TEXT |
-- START --

Abstract Syntax Trees for fun and profit
7th February, 2019
14 min read
Part One - an overview
This is part one of a series of articles about abstract syntax trees and their use in javascript. The scope of this article is a quick introduction to ASTs, babel plugins and some simple 'toy' examples.
I will present the information and instruction using description, code/json and a diagram wherever possible in a bid to make the subject matter easier to comprehend for a wider range of types of learners.
Scope of this article
This is a very light introduction to abstract syntax trees and the transformation of very simple code. Future articles will deal with real-world code, investigate static analysis, and look at approaches to creating babel plugins that could be useful in your own codebase, also - codemods.
Code
A github repo accompanies this article https://github.com/mlennox/abstractsyntaxforfunandprofit
what are abstract syntax trees
These useful data structures represent the abstract structure of source code regardless of the language. This is possible because despite the syntactic differences, all languages have a very large overlap in terms of the code structure they express: variable assignment, conditions, logic branching etc.

-- END --

MATERIAL SHOWN |

-- START --

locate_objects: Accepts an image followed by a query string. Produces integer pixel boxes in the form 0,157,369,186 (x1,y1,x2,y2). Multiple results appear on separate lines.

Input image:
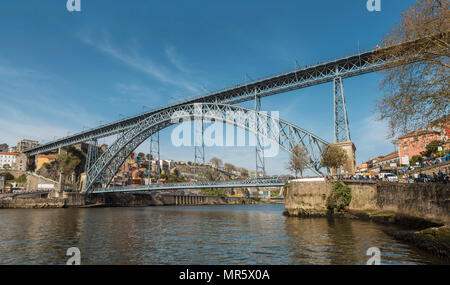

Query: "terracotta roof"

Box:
37,154,56,159
398,130,440,139
0,152,21,155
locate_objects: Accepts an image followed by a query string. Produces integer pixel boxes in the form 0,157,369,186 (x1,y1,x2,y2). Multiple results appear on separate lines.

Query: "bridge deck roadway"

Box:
26,45,394,155
26,35,436,155
91,179,288,194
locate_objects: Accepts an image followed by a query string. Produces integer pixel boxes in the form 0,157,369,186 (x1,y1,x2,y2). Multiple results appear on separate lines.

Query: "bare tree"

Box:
375,0,450,137
286,145,309,178
210,157,222,168
223,163,236,172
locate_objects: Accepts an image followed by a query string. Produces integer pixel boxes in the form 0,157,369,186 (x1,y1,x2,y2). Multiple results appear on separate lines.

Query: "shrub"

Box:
327,182,352,212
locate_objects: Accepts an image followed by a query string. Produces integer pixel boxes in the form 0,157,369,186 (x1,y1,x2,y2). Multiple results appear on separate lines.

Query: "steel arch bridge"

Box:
86,103,329,193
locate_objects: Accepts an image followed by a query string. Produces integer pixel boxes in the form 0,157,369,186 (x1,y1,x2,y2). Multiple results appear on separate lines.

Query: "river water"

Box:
0,205,443,265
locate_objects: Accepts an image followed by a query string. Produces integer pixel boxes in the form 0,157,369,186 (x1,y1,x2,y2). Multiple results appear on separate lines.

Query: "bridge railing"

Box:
92,178,288,193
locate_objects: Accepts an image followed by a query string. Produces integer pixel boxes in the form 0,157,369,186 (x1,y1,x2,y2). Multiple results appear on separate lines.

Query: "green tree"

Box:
420,140,444,158
286,145,309,178
56,153,81,180
210,157,222,168
320,145,348,173
409,155,423,165
327,182,352,212
3,172,14,181
223,163,236,172
374,0,450,136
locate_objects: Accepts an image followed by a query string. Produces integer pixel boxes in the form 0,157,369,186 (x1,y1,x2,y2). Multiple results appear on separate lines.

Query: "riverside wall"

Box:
285,180,450,225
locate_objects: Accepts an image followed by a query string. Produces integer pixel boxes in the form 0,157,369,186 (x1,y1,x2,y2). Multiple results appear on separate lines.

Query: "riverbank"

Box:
284,181,450,260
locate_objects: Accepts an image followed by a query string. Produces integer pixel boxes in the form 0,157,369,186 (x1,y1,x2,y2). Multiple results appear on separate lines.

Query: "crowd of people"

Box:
326,170,450,184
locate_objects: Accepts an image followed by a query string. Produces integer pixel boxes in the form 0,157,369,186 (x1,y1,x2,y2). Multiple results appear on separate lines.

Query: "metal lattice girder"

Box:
333,77,351,142
91,178,289,194
148,132,161,179
194,115,206,179
255,96,268,177
26,35,429,155
86,101,328,191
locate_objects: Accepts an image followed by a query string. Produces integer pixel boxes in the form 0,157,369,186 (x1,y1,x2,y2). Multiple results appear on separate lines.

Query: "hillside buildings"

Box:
0,143,9,152
17,139,39,152
0,152,28,171
398,124,450,165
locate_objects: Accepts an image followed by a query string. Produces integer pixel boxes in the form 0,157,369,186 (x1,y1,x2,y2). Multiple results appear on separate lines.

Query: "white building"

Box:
0,152,19,169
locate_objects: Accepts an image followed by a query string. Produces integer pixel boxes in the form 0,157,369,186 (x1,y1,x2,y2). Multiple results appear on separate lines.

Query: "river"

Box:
0,205,443,265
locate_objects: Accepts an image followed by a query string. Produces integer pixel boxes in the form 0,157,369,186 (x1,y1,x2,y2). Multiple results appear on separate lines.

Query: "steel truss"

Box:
86,104,329,192
333,76,351,142
148,132,161,181
255,96,267,178
27,37,419,155
194,110,206,180
91,178,288,194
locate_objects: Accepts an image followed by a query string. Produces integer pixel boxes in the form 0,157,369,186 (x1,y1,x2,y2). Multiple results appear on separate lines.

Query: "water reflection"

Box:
0,205,441,264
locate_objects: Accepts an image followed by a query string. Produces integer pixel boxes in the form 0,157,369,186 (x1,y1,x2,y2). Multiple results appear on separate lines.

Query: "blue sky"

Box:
0,0,415,174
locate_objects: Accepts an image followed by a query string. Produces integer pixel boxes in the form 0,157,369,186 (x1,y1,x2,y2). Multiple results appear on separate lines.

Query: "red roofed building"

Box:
398,122,450,165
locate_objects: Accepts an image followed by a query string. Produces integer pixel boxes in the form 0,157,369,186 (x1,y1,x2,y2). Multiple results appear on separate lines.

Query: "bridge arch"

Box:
86,103,329,192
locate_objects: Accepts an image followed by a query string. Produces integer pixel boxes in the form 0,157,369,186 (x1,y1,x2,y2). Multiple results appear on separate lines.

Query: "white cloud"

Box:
80,34,200,94
165,46,191,73
0,62,105,145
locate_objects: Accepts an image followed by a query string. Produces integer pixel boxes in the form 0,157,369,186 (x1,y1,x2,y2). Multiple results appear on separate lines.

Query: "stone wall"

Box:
0,199,65,209
26,173,59,190
408,161,450,175
285,181,450,224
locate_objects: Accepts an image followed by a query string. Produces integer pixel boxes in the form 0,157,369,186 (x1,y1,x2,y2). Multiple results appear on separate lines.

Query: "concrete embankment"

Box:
285,181,450,259
0,193,257,209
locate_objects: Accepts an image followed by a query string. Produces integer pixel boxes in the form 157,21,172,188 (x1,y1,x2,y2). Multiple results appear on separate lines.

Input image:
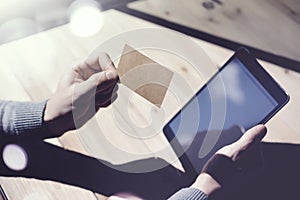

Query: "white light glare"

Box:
2,144,28,171
69,0,104,37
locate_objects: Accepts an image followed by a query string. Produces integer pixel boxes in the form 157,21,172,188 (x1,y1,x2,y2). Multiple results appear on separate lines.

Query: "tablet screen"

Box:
168,58,278,172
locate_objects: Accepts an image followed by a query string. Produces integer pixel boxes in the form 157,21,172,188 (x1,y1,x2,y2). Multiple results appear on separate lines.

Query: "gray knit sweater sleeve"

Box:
0,101,46,135
168,188,208,200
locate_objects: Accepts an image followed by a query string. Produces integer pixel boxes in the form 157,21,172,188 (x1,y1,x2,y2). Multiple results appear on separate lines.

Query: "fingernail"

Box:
105,71,115,80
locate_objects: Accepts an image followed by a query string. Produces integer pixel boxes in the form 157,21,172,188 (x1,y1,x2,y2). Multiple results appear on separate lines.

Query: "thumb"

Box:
237,124,267,146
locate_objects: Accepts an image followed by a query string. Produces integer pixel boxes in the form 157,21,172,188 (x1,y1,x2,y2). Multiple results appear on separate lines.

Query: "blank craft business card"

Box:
117,45,174,107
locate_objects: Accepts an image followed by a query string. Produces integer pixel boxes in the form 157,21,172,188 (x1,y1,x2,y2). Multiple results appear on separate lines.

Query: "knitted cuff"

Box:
168,188,208,200
13,101,47,135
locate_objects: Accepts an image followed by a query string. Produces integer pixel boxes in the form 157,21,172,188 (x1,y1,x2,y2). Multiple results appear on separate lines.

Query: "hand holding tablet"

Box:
164,48,289,177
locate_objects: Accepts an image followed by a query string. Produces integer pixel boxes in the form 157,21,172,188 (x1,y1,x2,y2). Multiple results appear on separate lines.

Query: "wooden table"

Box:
0,10,300,200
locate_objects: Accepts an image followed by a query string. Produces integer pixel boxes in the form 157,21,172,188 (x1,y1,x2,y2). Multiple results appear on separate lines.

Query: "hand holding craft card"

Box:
117,45,173,107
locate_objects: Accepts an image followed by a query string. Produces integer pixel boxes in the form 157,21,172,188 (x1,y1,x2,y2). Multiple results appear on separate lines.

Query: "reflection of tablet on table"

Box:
164,48,289,176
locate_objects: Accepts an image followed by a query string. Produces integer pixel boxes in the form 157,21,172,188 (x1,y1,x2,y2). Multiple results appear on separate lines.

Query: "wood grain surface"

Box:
128,0,300,61
0,10,300,200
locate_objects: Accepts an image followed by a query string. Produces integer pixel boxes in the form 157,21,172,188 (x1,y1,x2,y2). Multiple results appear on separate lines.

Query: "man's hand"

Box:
44,53,118,136
191,125,267,195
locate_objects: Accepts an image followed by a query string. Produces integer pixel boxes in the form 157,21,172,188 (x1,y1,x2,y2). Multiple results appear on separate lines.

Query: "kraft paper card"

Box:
117,45,174,107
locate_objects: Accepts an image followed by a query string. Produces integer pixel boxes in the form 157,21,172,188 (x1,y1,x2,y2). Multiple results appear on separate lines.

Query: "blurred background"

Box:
0,0,300,71
0,0,137,44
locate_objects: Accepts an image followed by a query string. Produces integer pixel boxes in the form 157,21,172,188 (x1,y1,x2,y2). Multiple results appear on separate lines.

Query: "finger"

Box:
95,93,118,110
95,86,117,104
237,124,267,146
96,81,119,95
78,71,117,94
96,75,118,93
85,52,115,71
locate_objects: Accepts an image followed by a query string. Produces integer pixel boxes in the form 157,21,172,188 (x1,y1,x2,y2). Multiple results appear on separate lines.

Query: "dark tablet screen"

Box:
164,48,288,172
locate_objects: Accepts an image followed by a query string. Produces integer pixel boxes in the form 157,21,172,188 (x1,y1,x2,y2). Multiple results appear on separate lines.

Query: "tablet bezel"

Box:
163,47,290,179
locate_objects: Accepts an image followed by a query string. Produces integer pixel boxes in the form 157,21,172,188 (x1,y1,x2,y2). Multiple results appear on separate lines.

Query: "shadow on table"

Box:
0,130,300,200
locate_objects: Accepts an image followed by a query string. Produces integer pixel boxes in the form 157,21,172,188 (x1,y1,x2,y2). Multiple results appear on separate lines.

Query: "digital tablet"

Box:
163,48,289,177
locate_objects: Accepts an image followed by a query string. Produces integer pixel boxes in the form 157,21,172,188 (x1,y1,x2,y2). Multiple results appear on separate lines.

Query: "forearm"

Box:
0,101,46,135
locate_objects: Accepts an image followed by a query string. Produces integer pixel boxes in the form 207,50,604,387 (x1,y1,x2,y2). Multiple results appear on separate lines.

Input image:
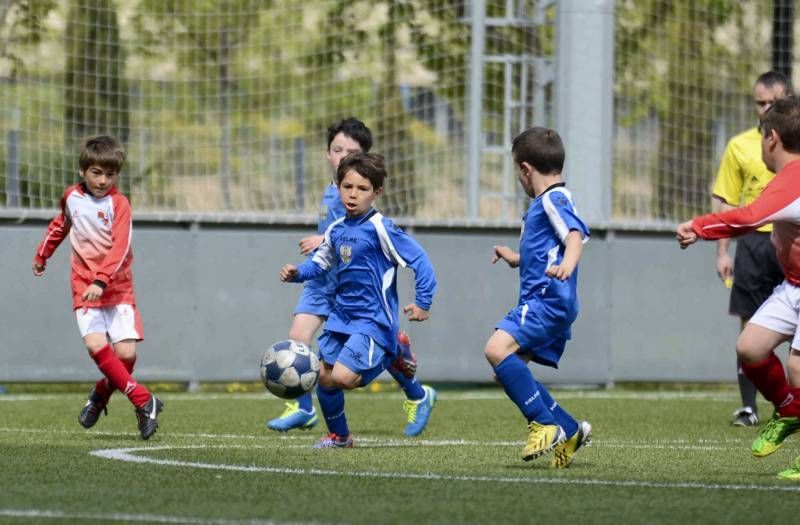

-- END --

GIVEN PROBLEM |
Answer these questions about the article on abstract syntax trees:
(a) On what date was the article published?
(b) What accompanies the article, and at what address?
(c) Which kinds of code structure does the article give as shared across languages?

WORKED SOLUTION |
(a) 7th February, 2019
(b) A GitHub repo, at https://github.com/mlennox/abstractsyntaxforfunandprofit
(c) Variable assignment, conditions, and logic branching